• _Brief_: Reproduce every entry word for word.

• _Extracted data entries_:
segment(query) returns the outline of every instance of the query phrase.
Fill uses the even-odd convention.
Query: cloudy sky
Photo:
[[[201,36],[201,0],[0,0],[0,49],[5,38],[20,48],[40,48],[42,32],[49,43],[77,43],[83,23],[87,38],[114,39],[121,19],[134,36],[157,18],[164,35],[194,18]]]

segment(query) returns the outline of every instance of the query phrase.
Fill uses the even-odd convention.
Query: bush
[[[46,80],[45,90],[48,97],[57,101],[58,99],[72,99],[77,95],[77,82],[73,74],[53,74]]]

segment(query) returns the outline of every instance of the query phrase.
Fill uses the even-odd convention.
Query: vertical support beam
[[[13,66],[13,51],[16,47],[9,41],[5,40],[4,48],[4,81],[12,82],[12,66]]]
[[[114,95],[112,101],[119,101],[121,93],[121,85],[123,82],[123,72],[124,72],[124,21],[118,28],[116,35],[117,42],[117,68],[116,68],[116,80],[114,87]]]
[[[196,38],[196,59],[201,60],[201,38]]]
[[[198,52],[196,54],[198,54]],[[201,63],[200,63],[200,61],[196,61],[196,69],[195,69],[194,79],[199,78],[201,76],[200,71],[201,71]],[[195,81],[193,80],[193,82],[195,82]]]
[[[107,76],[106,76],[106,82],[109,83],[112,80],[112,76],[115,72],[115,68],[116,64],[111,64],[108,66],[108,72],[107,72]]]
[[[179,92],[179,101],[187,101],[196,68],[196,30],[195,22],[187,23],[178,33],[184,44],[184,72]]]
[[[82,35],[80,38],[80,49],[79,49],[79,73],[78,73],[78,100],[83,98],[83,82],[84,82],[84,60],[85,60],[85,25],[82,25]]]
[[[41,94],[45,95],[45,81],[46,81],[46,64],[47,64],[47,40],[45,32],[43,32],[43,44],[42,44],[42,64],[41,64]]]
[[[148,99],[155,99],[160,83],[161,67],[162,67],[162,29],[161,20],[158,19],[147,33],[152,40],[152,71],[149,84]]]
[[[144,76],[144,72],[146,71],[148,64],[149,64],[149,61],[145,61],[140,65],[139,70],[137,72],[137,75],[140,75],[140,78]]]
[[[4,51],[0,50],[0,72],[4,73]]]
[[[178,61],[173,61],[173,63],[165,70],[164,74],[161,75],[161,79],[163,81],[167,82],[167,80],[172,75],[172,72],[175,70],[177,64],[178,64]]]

• _Solution for this problem_:
segment(query) returns the outline of every instance of the query phrase.
Fill uses the even-odd convention.
Query: cloudy sky
Photo:
[[[201,36],[201,0],[0,0],[0,49],[5,38],[20,48],[40,48],[42,32],[49,43],[77,43],[83,23],[87,38],[114,39],[121,19],[134,36],[157,18],[164,35],[194,18]]]

segment(query) returns the outline of every instance of the query phrase.
Fill uses the even-odd convention.
Query: bush
[[[46,80],[45,90],[48,97],[57,101],[58,99],[72,99],[77,95],[77,82],[73,74],[53,74]]]

segment(query) returns the outline of every instance of the query phrase.
Fill uses the even-odd convention.
Query: vertical support beam
[[[13,66],[13,51],[16,47],[9,41],[5,40],[4,48],[4,81],[12,82],[12,66]]]
[[[114,95],[112,101],[119,101],[121,93],[121,85],[123,82],[123,72],[124,72],[124,21],[118,28],[116,35],[117,42],[117,68],[116,68],[116,80],[114,87]]]
[[[196,38],[196,59],[201,60],[201,38]]]
[[[198,52],[196,54],[198,54]],[[201,63],[200,63],[200,61],[196,61],[196,69],[195,69],[194,79],[199,78],[201,76],[200,71],[201,71]],[[195,81],[193,80],[193,82],[195,82]]]
[[[107,76],[106,76],[106,82],[109,83],[112,80],[112,76],[115,72],[115,68],[116,64],[111,64],[108,66],[108,72],[107,72]]]
[[[179,92],[179,101],[187,101],[196,68],[196,30],[195,22],[187,23],[178,33],[184,44],[184,72]]]
[[[82,35],[80,38],[80,49],[79,49],[79,73],[78,73],[78,100],[83,98],[83,82],[84,82],[84,60],[85,60],[85,25],[82,25]]]
[[[41,94],[45,95],[45,81],[46,81],[46,64],[47,64],[47,40],[45,32],[43,32],[43,44],[42,44],[42,64],[41,64]]]
[[[148,99],[155,99],[160,83],[161,67],[162,67],[162,29],[161,20],[158,19],[147,33],[152,40],[152,71],[149,84]]]
[[[144,76],[144,72],[146,71],[148,64],[149,64],[149,61],[145,61],[140,65],[139,70],[137,72],[137,75],[140,75],[140,78]]]
[[[4,51],[0,50],[0,72],[4,73]]]
[[[178,61],[173,61],[173,63],[165,70],[164,74],[161,75],[161,79],[163,81],[167,82],[167,80],[172,75],[172,72],[175,70],[177,64],[178,64]]]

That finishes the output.